━━━ Supplied material ━━━

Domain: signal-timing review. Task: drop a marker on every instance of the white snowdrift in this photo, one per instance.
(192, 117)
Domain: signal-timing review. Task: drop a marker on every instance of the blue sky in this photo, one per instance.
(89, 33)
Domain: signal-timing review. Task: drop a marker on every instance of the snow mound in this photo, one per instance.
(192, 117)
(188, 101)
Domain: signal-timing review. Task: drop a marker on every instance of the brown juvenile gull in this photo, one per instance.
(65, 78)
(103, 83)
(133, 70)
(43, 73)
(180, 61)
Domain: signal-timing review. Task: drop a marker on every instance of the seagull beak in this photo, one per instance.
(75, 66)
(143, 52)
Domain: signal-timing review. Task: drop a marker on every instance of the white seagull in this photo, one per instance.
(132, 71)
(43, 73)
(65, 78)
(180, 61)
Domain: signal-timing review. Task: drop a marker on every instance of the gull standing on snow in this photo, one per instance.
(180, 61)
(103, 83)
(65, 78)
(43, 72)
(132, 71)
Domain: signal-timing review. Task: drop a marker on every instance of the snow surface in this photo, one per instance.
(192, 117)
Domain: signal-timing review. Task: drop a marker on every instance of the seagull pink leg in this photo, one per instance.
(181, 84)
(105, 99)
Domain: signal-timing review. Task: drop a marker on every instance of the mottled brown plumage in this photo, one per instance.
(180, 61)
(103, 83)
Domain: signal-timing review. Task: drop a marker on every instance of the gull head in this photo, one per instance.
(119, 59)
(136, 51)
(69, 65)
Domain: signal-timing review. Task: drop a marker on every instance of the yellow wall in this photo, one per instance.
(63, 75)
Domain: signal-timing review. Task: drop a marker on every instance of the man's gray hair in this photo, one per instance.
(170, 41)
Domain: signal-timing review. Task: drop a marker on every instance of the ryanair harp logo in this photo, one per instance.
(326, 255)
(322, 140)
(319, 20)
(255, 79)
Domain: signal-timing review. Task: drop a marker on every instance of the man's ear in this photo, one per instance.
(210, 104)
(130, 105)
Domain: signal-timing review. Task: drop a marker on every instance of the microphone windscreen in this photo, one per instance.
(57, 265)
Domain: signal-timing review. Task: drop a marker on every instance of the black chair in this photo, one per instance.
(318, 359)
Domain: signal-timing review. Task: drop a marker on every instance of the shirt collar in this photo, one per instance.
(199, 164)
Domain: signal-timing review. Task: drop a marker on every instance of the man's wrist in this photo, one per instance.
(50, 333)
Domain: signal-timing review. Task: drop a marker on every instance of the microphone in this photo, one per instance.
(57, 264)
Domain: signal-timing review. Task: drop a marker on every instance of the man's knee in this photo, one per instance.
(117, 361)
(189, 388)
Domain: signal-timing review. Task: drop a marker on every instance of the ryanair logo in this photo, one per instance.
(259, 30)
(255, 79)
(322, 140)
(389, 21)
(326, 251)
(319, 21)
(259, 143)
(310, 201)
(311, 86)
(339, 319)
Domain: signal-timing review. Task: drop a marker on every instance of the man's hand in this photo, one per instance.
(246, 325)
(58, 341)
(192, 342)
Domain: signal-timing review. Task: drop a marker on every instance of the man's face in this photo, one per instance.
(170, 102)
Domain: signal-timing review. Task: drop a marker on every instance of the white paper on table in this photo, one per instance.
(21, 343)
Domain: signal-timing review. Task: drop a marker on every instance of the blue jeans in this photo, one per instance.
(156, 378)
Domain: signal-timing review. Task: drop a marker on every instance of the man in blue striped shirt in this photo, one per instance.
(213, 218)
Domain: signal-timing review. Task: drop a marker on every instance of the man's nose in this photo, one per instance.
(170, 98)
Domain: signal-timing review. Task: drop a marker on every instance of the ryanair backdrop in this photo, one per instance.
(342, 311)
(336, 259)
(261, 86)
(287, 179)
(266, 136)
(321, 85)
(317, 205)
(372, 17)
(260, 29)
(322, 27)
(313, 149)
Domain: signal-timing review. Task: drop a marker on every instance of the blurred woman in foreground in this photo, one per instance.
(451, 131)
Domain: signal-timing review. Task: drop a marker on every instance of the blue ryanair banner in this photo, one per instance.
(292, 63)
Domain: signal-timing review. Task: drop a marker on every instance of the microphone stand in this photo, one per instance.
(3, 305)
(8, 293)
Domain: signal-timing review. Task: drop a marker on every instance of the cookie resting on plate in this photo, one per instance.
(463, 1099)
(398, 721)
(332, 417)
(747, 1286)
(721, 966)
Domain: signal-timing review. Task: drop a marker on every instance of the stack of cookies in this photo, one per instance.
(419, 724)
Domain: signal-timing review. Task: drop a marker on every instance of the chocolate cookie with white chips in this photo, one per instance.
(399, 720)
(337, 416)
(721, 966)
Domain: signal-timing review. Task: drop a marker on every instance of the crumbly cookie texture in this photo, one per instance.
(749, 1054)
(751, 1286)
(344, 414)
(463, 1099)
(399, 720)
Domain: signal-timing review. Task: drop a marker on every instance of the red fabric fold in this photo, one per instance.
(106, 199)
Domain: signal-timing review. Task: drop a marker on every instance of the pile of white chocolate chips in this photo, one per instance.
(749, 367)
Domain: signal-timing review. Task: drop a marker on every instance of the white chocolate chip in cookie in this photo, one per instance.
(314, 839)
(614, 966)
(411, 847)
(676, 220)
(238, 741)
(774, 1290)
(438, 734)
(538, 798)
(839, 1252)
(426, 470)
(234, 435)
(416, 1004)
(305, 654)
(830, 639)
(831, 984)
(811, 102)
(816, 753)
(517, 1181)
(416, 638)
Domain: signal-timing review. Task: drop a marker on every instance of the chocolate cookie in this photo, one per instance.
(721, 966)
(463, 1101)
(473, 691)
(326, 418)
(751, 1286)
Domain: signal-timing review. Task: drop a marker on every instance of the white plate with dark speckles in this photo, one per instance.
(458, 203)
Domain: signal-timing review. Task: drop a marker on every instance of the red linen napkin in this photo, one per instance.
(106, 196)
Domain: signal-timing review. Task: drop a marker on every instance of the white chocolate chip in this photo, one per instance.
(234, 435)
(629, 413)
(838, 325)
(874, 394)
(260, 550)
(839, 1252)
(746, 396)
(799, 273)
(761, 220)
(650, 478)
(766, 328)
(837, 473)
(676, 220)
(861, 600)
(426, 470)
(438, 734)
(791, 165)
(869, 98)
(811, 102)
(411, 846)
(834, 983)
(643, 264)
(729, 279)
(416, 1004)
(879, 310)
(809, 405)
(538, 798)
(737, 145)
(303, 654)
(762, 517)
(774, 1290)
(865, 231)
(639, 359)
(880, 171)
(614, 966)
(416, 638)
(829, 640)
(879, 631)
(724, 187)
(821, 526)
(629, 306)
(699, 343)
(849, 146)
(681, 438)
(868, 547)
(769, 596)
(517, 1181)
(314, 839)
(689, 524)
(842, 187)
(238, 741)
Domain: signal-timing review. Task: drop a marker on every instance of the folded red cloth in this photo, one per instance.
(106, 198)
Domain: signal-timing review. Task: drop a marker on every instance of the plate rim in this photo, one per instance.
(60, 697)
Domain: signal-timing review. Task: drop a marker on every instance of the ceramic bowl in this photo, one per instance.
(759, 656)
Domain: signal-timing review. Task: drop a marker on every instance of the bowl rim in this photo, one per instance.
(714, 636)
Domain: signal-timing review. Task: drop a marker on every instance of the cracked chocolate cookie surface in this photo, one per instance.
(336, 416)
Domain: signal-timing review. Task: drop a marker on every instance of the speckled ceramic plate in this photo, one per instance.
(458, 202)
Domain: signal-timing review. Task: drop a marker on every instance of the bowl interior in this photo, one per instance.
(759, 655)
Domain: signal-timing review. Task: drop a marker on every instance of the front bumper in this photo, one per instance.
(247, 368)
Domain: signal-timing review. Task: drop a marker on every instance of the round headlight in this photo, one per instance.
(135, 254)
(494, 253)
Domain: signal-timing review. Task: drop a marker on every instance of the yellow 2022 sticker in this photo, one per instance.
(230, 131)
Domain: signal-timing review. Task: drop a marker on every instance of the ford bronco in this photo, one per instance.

━━━

Please copy the records from the line with "bowl rim in this photo, one per instance." through the end of the records, replacing "drop a marker" with "place a pin" and leaving everything else unchanged.

__Response to this task__.
Domain: signal-timing review. Task: place a pin on every instance of the bowl rim in this photo, one per instance.
(714, 636)
Domain: signal-timing review. Task: place a pin on every instance of the cracked chocolate cookie surface in this photo, one per instance.
(336, 416)
Domain: signal-timing review. Task: place a pin on every instance of the speckled ceramic plate in this photo, one per instance.
(458, 202)
Domain: signal-timing review. Task: place a pin on every instance of the bowl interior in this photo, one per instance.
(759, 655)
Domain: signal-timing review. Task: place a pin on every instance of the front bumper in this photo, one per instance.
(247, 368)
Domain: signal-timing review. Task: place a pin on every instance of the round headlight in this photo, one per instance.
(135, 254)
(494, 253)
Domain: signal-timing review. Task: place a pin on every instance of the yellow 2022 sticker in this photo, one per instance.
(230, 131)
Domain: signal-timing review. Task: place a pin on every instance of the ford bronco in this photo, one per instance.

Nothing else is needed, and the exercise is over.